READING TEXT:
——
The trouble with Elephants
There is an often repeated story which people tell to describe the relationship beteen religions. The story describes a group of blind men who come across an elephant and begin to describe what the animal is like. One grabs hold of the leg and declares that an elephant is like a tree-trunk. Another finds the ear and decides that the elephant is like a banana leaf. A third locates the trunk and concludes that an elephant is some kind of snake.
The point of the story is of course that all the blind men are right even though it sounds like they are describing completely different creatures. And the reason why the story is told is to suggest that this is how we should think about the differences between the different religions.
Initially this idea seems very promising. There is something attractive in the idea that we might all be brought together and find that we have all been worshiping the same God after all. At the same time this approach seems to short circuit the arrogance and intolerance of people who claim that their religion is right and everyone else’s is wrong.

Yet there is a massive problem with the story. The tale fails to mention one of the people who is at the scene — namely the person who sees the situation and observes the true situation. This person who is the one who tells the story is in-effect claiming to be the only sighted person out of a world of blind religions. This person not only sees the true shape of God but also understands every other religion better than it’s most faithful adherents. At this point the story looks less like tolerance and more like a patronising attempt to tell everyone else what they really believe.
——
DIRECTIVE 1: Decide whether each statement below agrees with the elephant text: (a) In the story, the blind man who finds the ear says an elephant is like a snake. (b) The text calls the story's idea very promising at first. (c) The tale includes the sighted person who tells it. Answer yes or no for each, and quote the words of the text that settle it.
DIRECTIVE 2: Output, word for word, the part of the elephant text that opens with the words containing "The trouble with" and closes with "kind of snake.".

DATASET EXTRACT:
——
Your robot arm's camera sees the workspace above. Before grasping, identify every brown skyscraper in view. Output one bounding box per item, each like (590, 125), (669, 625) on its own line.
——
EXERCISE RESULT 1:
(a) No: "Another finds the ear and decides that the elephant is like a banana leaf."
(b) Yes: "Initially this idea seems very promising."
(c) No: "The tale fails to mention one of the people who is at the scene"

EXERCISE RESULT 2:
The trouble with Elephants
There is an often repeated story which people tell to describe the relationship beteen religions. The story describes a group of blind men who come across an elephant and begin to describe what the animal is like. One grabs hold of the leg and declares that an elephant is like a tree-trunk. Another finds the ear and decides that the elephant is like a banana leaf. A third locates the trunk and concludes that an elephant is some kind of snake.